• **Items from a dataset**:
:::

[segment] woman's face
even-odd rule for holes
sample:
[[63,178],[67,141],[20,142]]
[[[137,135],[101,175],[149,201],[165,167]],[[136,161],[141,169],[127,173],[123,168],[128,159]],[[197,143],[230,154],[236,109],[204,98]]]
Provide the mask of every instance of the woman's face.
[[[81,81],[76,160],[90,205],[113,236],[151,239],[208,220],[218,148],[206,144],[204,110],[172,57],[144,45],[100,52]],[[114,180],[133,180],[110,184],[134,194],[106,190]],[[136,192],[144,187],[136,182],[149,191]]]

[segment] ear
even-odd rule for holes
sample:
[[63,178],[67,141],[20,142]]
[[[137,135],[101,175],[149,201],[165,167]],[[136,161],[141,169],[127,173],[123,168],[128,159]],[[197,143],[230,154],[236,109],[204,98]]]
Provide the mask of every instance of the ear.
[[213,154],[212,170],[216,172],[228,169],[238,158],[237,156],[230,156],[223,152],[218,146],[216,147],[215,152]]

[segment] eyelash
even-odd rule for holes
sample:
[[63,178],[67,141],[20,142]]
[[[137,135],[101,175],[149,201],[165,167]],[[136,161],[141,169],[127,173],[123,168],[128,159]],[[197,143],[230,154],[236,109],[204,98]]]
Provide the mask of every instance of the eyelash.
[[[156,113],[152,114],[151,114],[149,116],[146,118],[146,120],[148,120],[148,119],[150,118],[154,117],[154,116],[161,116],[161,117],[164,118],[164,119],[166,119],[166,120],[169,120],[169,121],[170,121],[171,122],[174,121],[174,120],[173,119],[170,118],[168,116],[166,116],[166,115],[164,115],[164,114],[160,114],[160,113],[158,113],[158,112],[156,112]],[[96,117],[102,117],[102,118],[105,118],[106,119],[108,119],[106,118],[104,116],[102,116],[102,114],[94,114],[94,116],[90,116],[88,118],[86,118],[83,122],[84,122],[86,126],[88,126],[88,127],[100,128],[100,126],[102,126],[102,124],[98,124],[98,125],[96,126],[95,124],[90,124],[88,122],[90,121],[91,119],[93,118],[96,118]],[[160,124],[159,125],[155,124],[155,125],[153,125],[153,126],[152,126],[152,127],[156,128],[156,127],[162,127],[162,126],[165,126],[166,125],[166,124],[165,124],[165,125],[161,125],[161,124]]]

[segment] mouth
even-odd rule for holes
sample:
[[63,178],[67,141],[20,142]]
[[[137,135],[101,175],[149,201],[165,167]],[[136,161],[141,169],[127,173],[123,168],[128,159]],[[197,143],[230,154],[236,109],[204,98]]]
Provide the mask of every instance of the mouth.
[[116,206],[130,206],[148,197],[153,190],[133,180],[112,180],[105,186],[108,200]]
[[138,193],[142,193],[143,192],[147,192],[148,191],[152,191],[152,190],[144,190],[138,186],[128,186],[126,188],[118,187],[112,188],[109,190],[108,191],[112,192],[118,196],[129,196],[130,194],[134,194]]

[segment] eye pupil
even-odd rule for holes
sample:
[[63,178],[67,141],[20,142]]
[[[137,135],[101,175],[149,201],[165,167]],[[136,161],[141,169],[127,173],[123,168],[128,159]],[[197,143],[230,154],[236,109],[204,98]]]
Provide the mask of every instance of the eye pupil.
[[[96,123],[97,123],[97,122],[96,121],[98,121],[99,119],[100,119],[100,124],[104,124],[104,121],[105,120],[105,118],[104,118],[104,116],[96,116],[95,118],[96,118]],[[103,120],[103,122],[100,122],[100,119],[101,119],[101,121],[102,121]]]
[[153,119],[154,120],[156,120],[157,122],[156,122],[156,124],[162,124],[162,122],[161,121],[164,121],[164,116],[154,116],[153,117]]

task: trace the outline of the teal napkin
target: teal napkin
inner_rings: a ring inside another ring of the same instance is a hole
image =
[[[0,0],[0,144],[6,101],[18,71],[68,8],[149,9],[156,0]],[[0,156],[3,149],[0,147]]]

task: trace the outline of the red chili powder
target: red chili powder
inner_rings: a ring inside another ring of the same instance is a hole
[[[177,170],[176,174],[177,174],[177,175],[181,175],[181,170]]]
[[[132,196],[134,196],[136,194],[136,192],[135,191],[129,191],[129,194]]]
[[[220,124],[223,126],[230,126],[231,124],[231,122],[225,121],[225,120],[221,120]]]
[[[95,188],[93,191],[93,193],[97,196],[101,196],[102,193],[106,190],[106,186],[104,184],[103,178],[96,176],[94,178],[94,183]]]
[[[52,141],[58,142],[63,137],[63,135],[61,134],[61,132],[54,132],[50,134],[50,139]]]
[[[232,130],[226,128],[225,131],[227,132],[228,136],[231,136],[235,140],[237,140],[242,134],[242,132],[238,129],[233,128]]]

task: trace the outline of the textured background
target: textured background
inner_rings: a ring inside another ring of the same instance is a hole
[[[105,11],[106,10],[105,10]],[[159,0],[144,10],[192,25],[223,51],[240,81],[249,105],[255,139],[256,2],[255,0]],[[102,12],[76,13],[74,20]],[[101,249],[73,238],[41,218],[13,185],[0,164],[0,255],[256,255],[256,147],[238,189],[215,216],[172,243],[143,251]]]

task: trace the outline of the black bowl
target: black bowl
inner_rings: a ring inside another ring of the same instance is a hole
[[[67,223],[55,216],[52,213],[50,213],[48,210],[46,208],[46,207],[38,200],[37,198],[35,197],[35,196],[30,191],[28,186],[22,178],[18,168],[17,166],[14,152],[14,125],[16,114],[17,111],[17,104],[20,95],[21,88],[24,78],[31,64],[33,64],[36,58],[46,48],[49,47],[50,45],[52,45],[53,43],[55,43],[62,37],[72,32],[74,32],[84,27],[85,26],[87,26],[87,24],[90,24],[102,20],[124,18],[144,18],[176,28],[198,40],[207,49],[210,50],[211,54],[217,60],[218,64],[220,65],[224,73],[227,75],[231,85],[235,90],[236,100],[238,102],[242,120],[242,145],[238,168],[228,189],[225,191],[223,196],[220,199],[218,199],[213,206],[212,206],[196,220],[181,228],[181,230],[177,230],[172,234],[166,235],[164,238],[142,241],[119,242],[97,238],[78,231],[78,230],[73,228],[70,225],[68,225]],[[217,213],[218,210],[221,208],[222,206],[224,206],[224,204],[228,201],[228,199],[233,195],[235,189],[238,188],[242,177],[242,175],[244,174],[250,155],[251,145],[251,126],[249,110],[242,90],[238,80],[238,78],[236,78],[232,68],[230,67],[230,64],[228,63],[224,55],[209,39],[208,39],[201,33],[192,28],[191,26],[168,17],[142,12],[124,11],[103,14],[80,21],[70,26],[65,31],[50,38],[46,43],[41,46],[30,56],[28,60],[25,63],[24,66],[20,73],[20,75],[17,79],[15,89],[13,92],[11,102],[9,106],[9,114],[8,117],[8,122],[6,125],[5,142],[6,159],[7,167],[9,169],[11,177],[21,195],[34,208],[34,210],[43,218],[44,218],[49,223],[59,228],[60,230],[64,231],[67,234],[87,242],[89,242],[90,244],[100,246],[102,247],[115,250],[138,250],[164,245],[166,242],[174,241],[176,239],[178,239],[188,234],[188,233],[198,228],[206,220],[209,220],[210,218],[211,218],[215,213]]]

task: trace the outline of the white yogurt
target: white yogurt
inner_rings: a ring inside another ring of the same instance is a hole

:::

• **Task**:
Revise the records above by changing every "Provide the mask" to "Return the mask" and leaving all other text as it is.

• **Finished task**:
[segment] woman's face
even-odd rule for holes
sample:
[[63,178],[67,141],[20,142]]
[[[137,135],[101,175],[149,201],[165,167]],[[136,161],[141,169],[127,173],[123,168],[128,159]],[[197,143],[230,154],[236,109],[204,98]]]
Return the mask of every instance of the woman's face.
[[[81,81],[76,160],[90,205],[113,236],[151,239],[208,220],[218,148],[206,144],[204,110],[172,57],[144,45],[100,52]],[[114,180],[133,180],[110,184],[134,194],[106,190]],[[136,192],[144,187],[136,182],[149,191]]]

[segment] ear
even-odd rule for holes
sample:
[[63,178],[67,141],[20,142]]
[[[137,135],[101,175],[149,201],[165,167]],[[136,161],[141,169],[127,173],[123,168],[128,159]],[[197,143],[230,154],[236,109],[204,98]]]
Return the mask of every instance of the ear.
[[213,154],[212,170],[216,172],[228,169],[238,158],[237,156],[230,156],[223,152],[218,146],[216,147],[215,152]]

[segment] eyelash
even-odd rule for holes
sample:
[[63,178],[67,141],[20,142]]
[[[137,135],[101,175],[149,201],[165,167]],[[136,161],[141,169],[127,173],[123,168],[128,159]],[[197,143],[230,154],[236,109],[204,98]]]
Return the mask of every instance of the eyelash.
[[[156,113],[152,114],[151,114],[149,116],[146,118],[146,120],[148,120],[148,119],[150,118],[154,117],[154,116],[161,116],[161,117],[164,118],[164,119],[166,119],[166,120],[169,120],[169,121],[170,121],[171,122],[174,121],[174,120],[173,119],[170,118],[168,116],[166,116],[166,115],[164,115],[164,114],[160,114],[160,113],[158,113],[158,112],[156,112]],[[96,117],[102,117],[102,118],[105,118],[106,119],[108,119],[106,118],[104,116],[102,116],[102,114],[94,114],[94,116],[90,116],[88,118],[86,118],[83,122],[84,122],[86,126],[88,126],[88,127],[100,128],[100,126],[102,126],[102,124],[98,124],[98,125],[96,126],[95,124],[90,124],[88,122],[90,121],[91,119],[93,118],[96,118]],[[160,124],[159,125],[155,124],[155,125],[153,125],[153,126],[152,126],[152,127],[156,128],[156,127],[162,127],[162,126],[165,126],[166,125],[166,124],[165,124],[165,125],[161,125],[161,124]]]

[segment] mouth
even-odd rule for holes
sample:
[[63,178],[67,141],[20,142]]
[[[137,135],[101,175],[149,201],[165,167]],[[136,161],[141,169],[127,173],[123,168],[128,159]],[[197,143],[230,154],[236,109],[204,98]]]
Return the mask of every instance of the mouth.
[[116,206],[130,206],[148,197],[153,190],[133,180],[112,180],[105,186],[108,200]]
[[138,193],[142,193],[143,192],[147,192],[148,191],[152,191],[152,190],[144,190],[138,186],[128,186],[126,188],[118,187],[112,188],[109,190],[108,191],[112,192],[118,196],[129,196],[130,194],[134,194]]

[segment] eye pupil
even-odd rule for holes
sample:
[[63,178],[67,141],[20,142]]
[[[137,135],[101,175],[149,201],[165,167]],[[136,161],[141,169],[127,173],[123,168],[128,159]],[[197,143],[230,154],[236,109],[204,98]]]
Return the mask of every instance of the eye pupil.
[[[96,123],[97,123],[97,122],[96,121],[98,121],[99,119],[100,119],[100,124],[104,124],[104,121],[105,120],[105,118],[104,118],[104,116],[96,116],[95,118],[96,118]],[[103,120],[103,122],[100,122],[100,119],[101,119],[101,121],[102,121]]]
[[153,119],[154,120],[156,120],[157,122],[156,122],[156,124],[162,124],[162,122],[161,121],[164,121],[164,116],[154,116],[153,117]]

task: trace the outline of the teal napkin
target: teal napkin
inner_rings: a ring inside another ring of the same instance is a hole
image =
[[[0,0],[0,144],[6,101],[18,71],[68,8],[149,9],[156,0]],[[0,156],[3,149],[0,147]]]

task: trace the outline of the red chili powder
target: red chili powder
inner_rings: a ring inside another ring of the same instance is a hole
[[[177,170],[176,174],[177,174],[177,175],[181,175],[181,170]]]
[[[132,196],[134,196],[136,194],[136,192],[135,191],[129,191],[129,194]]]
[[[220,124],[223,126],[230,126],[231,124],[231,122],[225,121],[225,120],[221,120]]]
[[[95,188],[93,191],[93,193],[97,196],[101,196],[102,193],[106,190],[106,186],[104,184],[103,178],[96,176],[94,178],[94,183]]]
[[[52,141],[58,142],[63,137],[63,135],[61,134],[61,132],[54,132],[50,134],[50,139]]]
[[[232,130],[226,128],[225,131],[227,132],[228,136],[231,136],[235,140],[237,140],[242,134],[242,132],[238,129],[233,128]]]

task: trace the outline of the textured background
target: textured background
inner_rings: a ring inside another ring of the same instance is a hole
[[[105,11],[106,10],[105,10]],[[159,0],[144,10],[192,25],[223,51],[240,81],[249,105],[255,139],[256,2],[255,0]],[[102,12],[76,13],[74,20]],[[101,249],[73,238],[41,218],[13,185],[0,164],[0,255],[256,255],[256,147],[238,189],[215,216],[172,243],[143,251]]]

task: trace the outline of the black bowl
target: black bowl
inner_rings: a ring inside another ring of the same instance is a hole
[[[67,223],[55,216],[52,213],[50,213],[48,210],[46,208],[46,207],[38,200],[37,198],[35,197],[35,196],[30,191],[28,186],[22,178],[18,168],[17,166],[14,152],[14,125],[16,114],[17,111],[17,104],[20,95],[21,88],[24,78],[31,64],[33,64],[36,58],[46,48],[49,47],[50,45],[52,45],[53,43],[55,43],[62,37],[72,32],[74,32],[84,27],[85,26],[87,26],[87,24],[90,24],[102,20],[124,18],[144,18],[176,28],[198,40],[207,49],[210,50],[211,54],[217,60],[218,64],[220,65],[224,73],[227,75],[231,85],[235,90],[236,100],[238,102],[242,120],[242,145],[238,168],[228,189],[225,191],[223,196],[220,199],[218,199],[213,206],[212,206],[196,220],[181,228],[181,230],[177,230],[172,234],[166,235],[164,238],[142,241],[119,242],[97,238],[78,231],[78,230],[73,228],[70,225],[68,225]],[[217,213],[218,210],[221,208],[222,206],[224,206],[224,204],[228,201],[228,199],[233,195],[235,189],[238,188],[242,177],[242,175],[244,174],[250,155],[251,145],[251,126],[249,110],[242,90],[238,80],[238,78],[236,78],[232,68],[230,67],[230,64],[228,63],[224,55],[209,39],[208,39],[201,33],[192,28],[191,26],[168,17],[142,12],[124,11],[103,14],[80,21],[70,26],[65,31],[50,38],[46,43],[41,46],[30,56],[28,60],[25,63],[24,66],[20,73],[20,75],[17,79],[15,89],[13,92],[11,102],[9,106],[9,114],[8,117],[8,122],[6,125],[5,142],[6,159],[7,167],[9,169],[11,177],[21,195],[34,208],[34,210],[43,218],[44,218],[49,223],[59,228],[60,230],[64,231],[67,234],[87,242],[89,242],[90,244],[100,246],[102,247],[115,250],[138,250],[164,245],[166,242],[174,241],[176,239],[178,239],[188,234],[188,233],[198,228],[206,220],[209,220],[210,218],[211,218],[215,213]]]

task: trace the outline of the white yogurt
target: white yogurt
inner_rings: a ring inside another ring of the same instance is a hole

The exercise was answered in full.